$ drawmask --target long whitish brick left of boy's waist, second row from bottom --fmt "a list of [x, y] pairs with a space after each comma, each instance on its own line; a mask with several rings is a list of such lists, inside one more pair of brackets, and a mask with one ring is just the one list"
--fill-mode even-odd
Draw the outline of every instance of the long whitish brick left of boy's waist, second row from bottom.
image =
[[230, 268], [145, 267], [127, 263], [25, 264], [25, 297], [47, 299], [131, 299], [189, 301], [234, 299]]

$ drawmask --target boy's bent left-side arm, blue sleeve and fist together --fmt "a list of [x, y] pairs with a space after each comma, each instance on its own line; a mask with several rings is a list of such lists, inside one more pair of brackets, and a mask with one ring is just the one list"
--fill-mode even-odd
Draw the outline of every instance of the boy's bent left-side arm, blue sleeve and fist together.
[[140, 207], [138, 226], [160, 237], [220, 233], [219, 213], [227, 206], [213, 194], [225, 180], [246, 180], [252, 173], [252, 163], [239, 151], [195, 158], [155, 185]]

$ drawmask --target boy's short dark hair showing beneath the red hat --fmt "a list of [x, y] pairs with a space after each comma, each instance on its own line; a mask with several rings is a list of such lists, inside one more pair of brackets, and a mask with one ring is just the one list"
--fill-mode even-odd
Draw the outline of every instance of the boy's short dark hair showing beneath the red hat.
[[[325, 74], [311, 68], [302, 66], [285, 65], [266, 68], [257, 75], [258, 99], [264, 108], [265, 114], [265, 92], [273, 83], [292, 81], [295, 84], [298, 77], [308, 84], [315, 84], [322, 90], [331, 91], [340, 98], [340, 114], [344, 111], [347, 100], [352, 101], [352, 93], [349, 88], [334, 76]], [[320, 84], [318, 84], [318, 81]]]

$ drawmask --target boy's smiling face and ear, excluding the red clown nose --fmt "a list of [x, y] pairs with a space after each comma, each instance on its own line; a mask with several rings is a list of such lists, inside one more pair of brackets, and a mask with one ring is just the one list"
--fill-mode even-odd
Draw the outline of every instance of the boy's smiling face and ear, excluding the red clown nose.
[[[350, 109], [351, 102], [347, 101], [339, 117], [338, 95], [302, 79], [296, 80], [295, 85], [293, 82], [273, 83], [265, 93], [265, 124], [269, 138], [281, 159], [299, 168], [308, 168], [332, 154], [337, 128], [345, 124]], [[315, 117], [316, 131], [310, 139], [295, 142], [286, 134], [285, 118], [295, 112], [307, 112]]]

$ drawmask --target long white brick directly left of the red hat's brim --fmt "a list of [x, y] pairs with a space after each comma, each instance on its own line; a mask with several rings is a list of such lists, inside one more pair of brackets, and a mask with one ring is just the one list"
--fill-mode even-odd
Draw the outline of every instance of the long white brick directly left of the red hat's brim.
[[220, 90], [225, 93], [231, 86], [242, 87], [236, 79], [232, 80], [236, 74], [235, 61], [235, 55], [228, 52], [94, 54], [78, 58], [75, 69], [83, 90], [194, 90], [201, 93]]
...
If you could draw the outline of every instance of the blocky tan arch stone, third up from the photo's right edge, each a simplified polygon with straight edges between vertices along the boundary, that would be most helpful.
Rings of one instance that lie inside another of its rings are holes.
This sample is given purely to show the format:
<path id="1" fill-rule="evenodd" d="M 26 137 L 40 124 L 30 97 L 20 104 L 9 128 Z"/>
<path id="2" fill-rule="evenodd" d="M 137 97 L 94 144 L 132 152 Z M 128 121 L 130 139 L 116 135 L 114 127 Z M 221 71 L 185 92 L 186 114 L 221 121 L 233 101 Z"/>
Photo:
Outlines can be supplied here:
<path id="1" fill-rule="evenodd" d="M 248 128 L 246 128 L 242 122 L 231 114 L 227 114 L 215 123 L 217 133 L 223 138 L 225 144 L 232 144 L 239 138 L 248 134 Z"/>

» WORK REQUIRED
Starting at the line above that contains "--target long whitish", write out each line exactly until the line that contains "Draw the outline of every instance of the long whitish" has been written, and stop there.

» RESULT FOR THIS TASK
$ drawmask --target long whitish brick left of boy's waist, second row from bottom --fmt "a list of [x, y] pairs with a space after each comma, each instance on its own line; a mask with several rings is a list of such lists, inside one more pair of brackets, and a mask with one ring is just the one list"
--fill-mode even-odd
Draw the outline of every instance of the long whitish brick left of boy's waist, second row from bottom.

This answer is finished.